*** Available data

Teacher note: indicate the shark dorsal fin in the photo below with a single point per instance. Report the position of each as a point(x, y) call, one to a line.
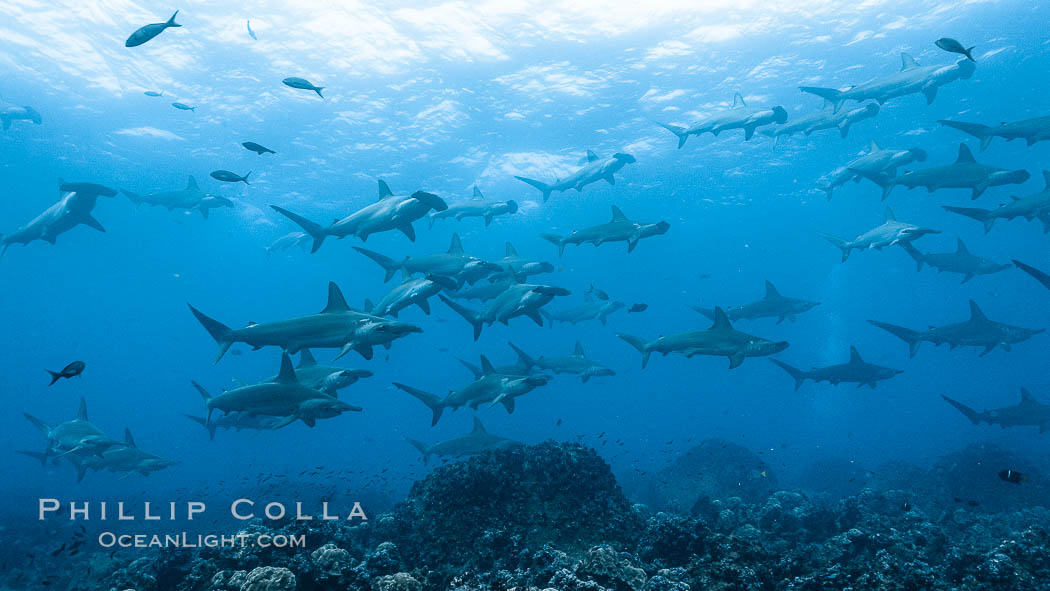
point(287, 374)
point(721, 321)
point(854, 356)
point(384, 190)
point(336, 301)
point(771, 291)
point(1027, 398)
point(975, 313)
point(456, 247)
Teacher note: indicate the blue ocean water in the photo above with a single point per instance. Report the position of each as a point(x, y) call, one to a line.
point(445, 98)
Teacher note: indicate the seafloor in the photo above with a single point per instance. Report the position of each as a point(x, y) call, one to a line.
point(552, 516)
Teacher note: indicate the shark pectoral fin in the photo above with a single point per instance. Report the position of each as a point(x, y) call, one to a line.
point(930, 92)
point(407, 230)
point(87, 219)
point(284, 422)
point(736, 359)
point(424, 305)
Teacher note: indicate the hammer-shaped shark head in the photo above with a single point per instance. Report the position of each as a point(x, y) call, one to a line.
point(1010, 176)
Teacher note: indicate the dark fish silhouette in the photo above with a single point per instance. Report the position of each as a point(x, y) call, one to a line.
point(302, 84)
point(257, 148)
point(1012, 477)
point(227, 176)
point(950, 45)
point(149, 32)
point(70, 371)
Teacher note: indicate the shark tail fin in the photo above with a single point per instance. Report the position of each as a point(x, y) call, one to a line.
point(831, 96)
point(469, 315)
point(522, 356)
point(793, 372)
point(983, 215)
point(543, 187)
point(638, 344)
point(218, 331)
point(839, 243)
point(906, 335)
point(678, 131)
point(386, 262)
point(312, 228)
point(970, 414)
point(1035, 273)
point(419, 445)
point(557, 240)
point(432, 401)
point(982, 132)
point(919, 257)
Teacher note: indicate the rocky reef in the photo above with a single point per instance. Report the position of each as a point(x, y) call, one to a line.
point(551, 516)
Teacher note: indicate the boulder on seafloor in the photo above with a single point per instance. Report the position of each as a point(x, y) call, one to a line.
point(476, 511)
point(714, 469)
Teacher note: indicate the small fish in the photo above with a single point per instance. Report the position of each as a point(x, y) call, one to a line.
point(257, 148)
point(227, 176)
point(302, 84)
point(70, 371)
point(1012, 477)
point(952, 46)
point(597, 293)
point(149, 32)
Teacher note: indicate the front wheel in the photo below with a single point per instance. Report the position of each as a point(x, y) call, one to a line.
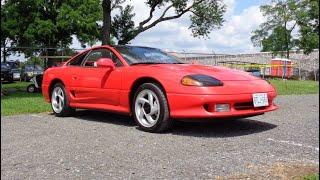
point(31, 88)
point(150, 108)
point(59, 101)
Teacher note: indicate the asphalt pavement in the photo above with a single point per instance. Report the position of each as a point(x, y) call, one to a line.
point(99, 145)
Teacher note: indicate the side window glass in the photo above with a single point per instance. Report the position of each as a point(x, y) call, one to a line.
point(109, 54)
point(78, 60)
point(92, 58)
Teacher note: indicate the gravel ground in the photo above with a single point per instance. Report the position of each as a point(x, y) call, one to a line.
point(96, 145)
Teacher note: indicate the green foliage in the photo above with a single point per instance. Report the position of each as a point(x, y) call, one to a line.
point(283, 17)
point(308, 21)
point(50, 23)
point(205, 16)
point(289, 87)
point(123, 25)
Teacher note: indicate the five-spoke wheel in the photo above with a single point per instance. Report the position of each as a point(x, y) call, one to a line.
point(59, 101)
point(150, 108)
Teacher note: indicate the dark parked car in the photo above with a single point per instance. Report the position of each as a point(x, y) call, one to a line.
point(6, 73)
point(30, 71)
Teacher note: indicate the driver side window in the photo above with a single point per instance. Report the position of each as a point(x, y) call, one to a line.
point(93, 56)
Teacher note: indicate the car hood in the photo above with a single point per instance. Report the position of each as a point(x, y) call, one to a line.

******

* Task to carry out
Begin with the line containing "Teacher note: indicate the five-spoke" and retype it and each line after it through the end of the records, keeping them exact and including nothing more.

* Result of the task
Teacher note: indicate the five-spoke wheel in the photo above with a single point per instance. Report the position of each as a point(x, y) call, one to a line.
point(59, 101)
point(150, 108)
Teacher note: indicate the dark parked car in the photo above with a single point per instance. Report the position of each as a point(x, y) call, one to a line.
point(6, 73)
point(30, 71)
Teacher note: indicate the driver side window in the photo above with a single point per instance. Report the position of each as a point(x, y) call, one to a line.
point(93, 56)
Teacher note: indicate the car hood in the photo above with a single point per instance. Report the position of each as a point(x, y) call, one to a line.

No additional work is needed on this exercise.